Dataset entries
= Beginning of Section =

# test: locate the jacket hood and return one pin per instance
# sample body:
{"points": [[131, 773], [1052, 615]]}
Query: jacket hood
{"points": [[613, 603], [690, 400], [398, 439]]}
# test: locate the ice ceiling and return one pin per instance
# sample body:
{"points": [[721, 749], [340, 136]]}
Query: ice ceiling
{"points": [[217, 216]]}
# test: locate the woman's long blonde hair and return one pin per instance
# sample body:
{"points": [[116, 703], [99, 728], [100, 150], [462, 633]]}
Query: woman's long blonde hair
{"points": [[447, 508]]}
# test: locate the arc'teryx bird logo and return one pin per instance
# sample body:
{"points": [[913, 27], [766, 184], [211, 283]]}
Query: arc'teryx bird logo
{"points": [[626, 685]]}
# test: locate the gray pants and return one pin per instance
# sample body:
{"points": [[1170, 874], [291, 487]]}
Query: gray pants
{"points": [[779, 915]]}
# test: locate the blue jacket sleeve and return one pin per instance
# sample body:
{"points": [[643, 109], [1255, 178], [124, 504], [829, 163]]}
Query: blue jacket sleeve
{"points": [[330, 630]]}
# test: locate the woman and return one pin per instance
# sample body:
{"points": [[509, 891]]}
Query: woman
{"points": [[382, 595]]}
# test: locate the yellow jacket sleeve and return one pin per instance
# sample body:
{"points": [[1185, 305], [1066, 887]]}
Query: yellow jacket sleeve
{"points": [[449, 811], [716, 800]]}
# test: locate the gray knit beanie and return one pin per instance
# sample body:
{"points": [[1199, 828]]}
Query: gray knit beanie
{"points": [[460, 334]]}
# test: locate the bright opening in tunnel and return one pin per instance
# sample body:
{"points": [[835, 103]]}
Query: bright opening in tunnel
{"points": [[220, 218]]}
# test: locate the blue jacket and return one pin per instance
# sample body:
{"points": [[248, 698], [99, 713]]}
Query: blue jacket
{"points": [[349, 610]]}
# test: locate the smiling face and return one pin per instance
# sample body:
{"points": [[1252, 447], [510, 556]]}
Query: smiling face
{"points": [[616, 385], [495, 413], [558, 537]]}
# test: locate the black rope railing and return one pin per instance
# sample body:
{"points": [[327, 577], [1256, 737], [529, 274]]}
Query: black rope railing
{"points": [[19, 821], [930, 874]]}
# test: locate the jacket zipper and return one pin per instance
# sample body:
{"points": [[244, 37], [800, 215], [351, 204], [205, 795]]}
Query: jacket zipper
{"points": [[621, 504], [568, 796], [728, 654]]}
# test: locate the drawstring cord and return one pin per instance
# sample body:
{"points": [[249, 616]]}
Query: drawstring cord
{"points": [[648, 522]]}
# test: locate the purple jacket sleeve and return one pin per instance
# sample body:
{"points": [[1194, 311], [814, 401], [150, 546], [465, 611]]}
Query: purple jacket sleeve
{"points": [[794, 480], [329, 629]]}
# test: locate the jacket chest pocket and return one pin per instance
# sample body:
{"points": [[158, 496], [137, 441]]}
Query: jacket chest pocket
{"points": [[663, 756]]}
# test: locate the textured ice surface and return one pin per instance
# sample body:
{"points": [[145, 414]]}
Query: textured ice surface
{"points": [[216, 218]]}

= End of Section =

§ **Action item**: A faithful copy of the lines from the line containing "# test: locate the purple" to the end of the data should be set down, both ends included, and nothing more.

§ **Task solution**:
# test: locate the purple jacket sleeve and return one pin per instance
# sample body:
{"points": [[1194, 311], [814, 401], [150, 546], [465, 611]]}
Query: purple jacket sleeve
{"points": [[794, 480], [329, 629]]}
# test: locate the jacket chest pocket and return one pin per instance
# sample body:
{"points": [[158, 496], [137, 441]]}
Query: jacket chest pocket
{"points": [[663, 756]]}
# test: locate the textured ice surface and return one pin per instance
# sample body:
{"points": [[145, 414]]}
Query: textured ice surface
{"points": [[216, 218]]}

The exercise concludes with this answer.